**Task objective**
Copy the following lines word for word, keeping every one of them.
━━━━━━━━━━━━━━━━━━━━━━━━━━━━━━
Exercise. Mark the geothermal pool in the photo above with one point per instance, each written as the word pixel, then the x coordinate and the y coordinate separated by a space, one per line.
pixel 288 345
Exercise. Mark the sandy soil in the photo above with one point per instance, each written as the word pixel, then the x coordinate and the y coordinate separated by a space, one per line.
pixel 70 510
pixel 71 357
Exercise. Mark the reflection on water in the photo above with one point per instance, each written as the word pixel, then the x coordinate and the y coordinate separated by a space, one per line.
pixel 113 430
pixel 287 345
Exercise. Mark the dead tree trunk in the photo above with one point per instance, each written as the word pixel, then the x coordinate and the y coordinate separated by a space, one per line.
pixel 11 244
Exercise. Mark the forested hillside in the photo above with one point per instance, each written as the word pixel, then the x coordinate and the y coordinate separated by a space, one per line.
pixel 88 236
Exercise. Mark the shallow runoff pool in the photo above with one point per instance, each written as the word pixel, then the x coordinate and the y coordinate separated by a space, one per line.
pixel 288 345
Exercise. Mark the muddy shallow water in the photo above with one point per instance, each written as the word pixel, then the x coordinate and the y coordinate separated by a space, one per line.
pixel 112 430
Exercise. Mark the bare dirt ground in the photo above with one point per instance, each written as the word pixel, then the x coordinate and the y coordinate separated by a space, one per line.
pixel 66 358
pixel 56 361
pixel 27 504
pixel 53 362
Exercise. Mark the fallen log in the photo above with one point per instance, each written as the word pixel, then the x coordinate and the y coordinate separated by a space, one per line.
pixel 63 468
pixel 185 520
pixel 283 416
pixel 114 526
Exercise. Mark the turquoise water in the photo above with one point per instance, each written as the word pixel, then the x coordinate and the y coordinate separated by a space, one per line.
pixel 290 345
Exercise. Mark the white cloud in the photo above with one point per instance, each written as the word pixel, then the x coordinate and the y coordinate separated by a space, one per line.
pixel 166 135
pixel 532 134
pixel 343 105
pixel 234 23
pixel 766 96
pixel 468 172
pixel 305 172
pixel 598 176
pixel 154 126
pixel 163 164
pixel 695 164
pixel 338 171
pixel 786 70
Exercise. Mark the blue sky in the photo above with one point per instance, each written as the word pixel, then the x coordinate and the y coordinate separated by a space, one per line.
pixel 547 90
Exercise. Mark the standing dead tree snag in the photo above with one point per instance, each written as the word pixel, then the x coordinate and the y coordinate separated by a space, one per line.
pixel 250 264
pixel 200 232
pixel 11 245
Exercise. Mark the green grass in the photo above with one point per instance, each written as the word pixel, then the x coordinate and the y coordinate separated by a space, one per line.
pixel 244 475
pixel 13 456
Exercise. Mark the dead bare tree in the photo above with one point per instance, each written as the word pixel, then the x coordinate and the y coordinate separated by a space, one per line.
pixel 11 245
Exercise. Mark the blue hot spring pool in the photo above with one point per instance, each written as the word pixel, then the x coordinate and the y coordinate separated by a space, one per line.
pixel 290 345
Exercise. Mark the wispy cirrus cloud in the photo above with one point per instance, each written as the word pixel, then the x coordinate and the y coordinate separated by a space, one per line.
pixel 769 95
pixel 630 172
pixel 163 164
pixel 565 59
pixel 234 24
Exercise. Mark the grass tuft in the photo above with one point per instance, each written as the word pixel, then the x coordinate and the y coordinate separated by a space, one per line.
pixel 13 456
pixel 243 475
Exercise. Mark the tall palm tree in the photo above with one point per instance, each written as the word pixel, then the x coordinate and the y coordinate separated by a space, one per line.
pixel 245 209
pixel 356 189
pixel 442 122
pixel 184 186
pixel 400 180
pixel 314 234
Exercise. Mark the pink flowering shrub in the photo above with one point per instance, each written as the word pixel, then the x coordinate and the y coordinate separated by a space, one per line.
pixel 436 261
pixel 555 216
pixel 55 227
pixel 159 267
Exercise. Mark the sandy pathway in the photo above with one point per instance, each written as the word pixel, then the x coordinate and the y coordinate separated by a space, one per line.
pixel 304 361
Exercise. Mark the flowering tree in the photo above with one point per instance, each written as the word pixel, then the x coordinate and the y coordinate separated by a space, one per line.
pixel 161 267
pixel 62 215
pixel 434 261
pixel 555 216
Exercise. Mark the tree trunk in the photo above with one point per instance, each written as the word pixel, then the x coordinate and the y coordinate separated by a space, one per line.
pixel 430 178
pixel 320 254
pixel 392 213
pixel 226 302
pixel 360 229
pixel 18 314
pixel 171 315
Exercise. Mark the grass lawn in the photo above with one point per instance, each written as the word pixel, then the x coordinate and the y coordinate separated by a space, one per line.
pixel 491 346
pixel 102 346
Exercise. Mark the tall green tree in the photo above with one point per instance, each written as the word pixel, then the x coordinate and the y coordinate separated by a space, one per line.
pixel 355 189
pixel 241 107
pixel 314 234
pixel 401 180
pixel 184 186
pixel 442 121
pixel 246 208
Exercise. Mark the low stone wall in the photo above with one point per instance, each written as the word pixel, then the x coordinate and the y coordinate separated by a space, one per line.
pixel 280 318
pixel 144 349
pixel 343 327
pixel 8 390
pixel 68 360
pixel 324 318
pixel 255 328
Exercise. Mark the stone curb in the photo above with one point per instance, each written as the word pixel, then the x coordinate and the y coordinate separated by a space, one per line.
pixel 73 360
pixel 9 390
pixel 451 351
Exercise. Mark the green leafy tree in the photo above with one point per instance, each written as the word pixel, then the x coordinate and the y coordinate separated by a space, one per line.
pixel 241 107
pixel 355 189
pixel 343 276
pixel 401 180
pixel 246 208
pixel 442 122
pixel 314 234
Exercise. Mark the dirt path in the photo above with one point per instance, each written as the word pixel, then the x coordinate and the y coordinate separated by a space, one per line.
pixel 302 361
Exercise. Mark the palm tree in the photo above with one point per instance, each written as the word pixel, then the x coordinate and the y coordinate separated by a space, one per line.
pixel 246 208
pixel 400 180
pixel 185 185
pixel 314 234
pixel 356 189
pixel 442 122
━━━━━━━━━━━━━━━━━━━━━━━━━━━━━━
**Result**
Exercise. Mark the geothermal pool in the photo above with one point per instance, each written as the word pixel, then the x coordinate and the y coordinate separated by a space, one per line.
pixel 288 345
Exercise. Mark the sandy soil in the photo above with one point per instance, each written as the word pixel, then the x coordinate and the y coordinate separated by a space, one per line.
pixel 70 510
pixel 71 357
Exercise. Mark the reflection on water in the photo above with one point per instance, each written as the word pixel, then the x coordinate and the y coordinate separated by a space, one per line.
pixel 113 430
pixel 287 345
Exercise. Mark the dead tree trunk in the photo above with one point per instance, each written as the word pixel, then the x coordinate and the y coordinate separated by a space, one per line.
pixel 11 244
Exercise. Mark the forested hillside in the photo above with one point per instance, each written as the word pixel, then the x coordinate and the y coordinate separated by a space, one per line.
pixel 88 236
Exercise. Mark the shallow runoff pool in the photo above with one point per instance, each written as the word pixel, then the x coordinate and the y coordinate separated by a space, one per line.
pixel 288 345
Exercise. Mark the muddy shallow water in the photo above with one point per instance, each written as the word pixel, then the x coordinate and the y coordinate separated by a space, one per line.
pixel 112 430
Exercise. Mark the bare dirt ground in the photo above with one point per instance, each written as the word pixel, then the x coordinate and the y coordinate separated by a space, one per line.
pixel 66 358
pixel 56 361
pixel 27 504
pixel 53 362
Exercise. Mark the fallen log in the photo above with one point per instance, each written as the word pixel, then the x coordinate and the y coordinate separated by a space, one per line.
pixel 63 468
pixel 185 520
pixel 283 416
pixel 114 526
Exercise. Mark the turquoise water in the photo above with one point per instance, each written as the word pixel, then the x coordinate and the y coordinate separated by a space, one per line.
pixel 290 345
Exercise. Mark the white cloud in the photo above with one point per instance, each written as the word pixel, then the x coordinate and the y coordinate separated by a space, one per line.
pixel 166 135
pixel 532 134
pixel 343 105
pixel 234 23
pixel 766 96
pixel 468 172
pixel 305 172
pixel 598 176
pixel 154 126
pixel 163 164
pixel 695 164
pixel 338 171
pixel 786 70
Exercise. Mark the blue sky in the photo above with one point per instance, each written as the word pixel, then the x coordinate and the y coordinate separated by a space, one per line.
pixel 547 90
Exercise. Mark the standing dead tree snag in the photo above with one point per instance, each written as the word pixel, then the x coordinate and the y coordinate separated by a space, one per line.
pixel 250 264
pixel 200 232
pixel 11 245
Exercise. Mark the green grass in the photo above with one point per instance, each written as the word pixel, then the x coordinate and the y coordinate separated by a space, one per line.
pixel 244 475
pixel 13 456
Exercise. Mark the dead bare tree in the photo above with one point per instance, each written as the word pixel, then the x coordinate and the y coordinate separated by a space, one per line.
pixel 11 245
Exercise. Mark the blue hot spring pool in the photo above with one point per instance, each written as the word pixel, then the x coordinate and the y coordinate separated by a space, one per line.
pixel 290 345
Exercise. Mark the wispy cirrus cloud in the photo above with one point per instance, each written as the word pixel, then the x coordinate and the y coordinate separated by a space, one per line.
pixel 769 95
pixel 630 172
pixel 163 164
pixel 565 59
pixel 234 24
Exercise. Mark the grass tuft in the photo above with one point per instance, each written as the word pixel, then the x coordinate and the y coordinate separated by a space, one per line.
pixel 13 456
pixel 243 475
Exercise. Mark the tall palm tree in the photo above with one point per instance, each written as the word pixel, then the x coordinate and the y coordinate separated by a space, one per line.
pixel 245 209
pixel 356 189
pixel 442 122
pixel 184 186
pixel 400 180
pixel 314 234
Exercise. Mark the pink flowering shrub in the photo above with one point per instance, each written as the word pixel, then the x coordinate and the y coordinate separated by a space, one per line.
pixel 436 261
pixel 555 216
pixel 55 227
pixel 159 267
Exercise. Mark the sandy pathway in the photo above with one point per instance, each written as the word pixel, then the x coordinate and the y coordinate separated by a space, one per line.
pixel 304 361
Exercise. Mark the flowering tree in the photo above with one point per instance, each written as the word pixel, then the x coordinate and the y coordinate separated by a space, one per line.
pixel 161 267
pixel 62 215
pixel 434 261
pixel 555 216
Exercise. Mark the tree trunk in the photo above with one point per instance, each written as the word pixel, then the x coordinate and the y coordinate separated by a space, one per line.
pixel 430 178
pixel 320 254
pixel 392 213
pixel 226 302
pixel 360 229
pixel 18 314
pixel 171 315
Exercise. Mark the grass lawn in the photo above with one point per instance, each written as the word pixel, then the x coordinate and the y coordinate separated by a space, one per line.
pixel 491 346
pixel 102 346
Exercise. Mark the tall green tree in the photo above with one point per instance, each written as the word pixel, then the x coordinate and the y coordinate separated by a space, one per line.
pixel 355 189
pixel 241 107
pixel 314 234
pixel 401 180
pixel 184 186
pixel 442 121
pixel 246 208
Exercise. Mark the low stone wall in the photo above with one point per instance, each written as the word pixel, then the x coordinate and the y coordinate separated by a space, one per line.
pixel 280 318
pixel 144 349
pixel 343 327
pixel 8 390
pixel 68 360
pixel 324 318
pixel 255 328
Exercise. Mark the stone curb in the photo above with one point per instance, each written as the word pixel, then the x coordinate and the y coordinate separated by a space, one per line.
pixel 73 360
pixel 9 390
pixel 451 351
Exercise. Mark the green leafy tree in the photo above with one point per instance, each written as the word pixel, then the x coordinate and the y coordinate separated by a space, one per line.
pixel 241 107
pixel 355 189
pixel 343 276
pixel 401 180
pixel 246 208
pixel 442 122
pixel 314 234
Exercise. Mark the dirt path in the photo above with one point per instance, each written as the word pixel, then the x coordinate and the y coordinate separated by a space, one per line.
pixel 302 361
Exercise. Mark the palm tree in the photo above with one point per instance, each written as the word pixel, then the x coordinate and the y coordinate separated by a space, one per line.
pixel 246 208
pixel 400 180
pixel 185 185
pixel 314 234
pixel 356 189
pixel 442 122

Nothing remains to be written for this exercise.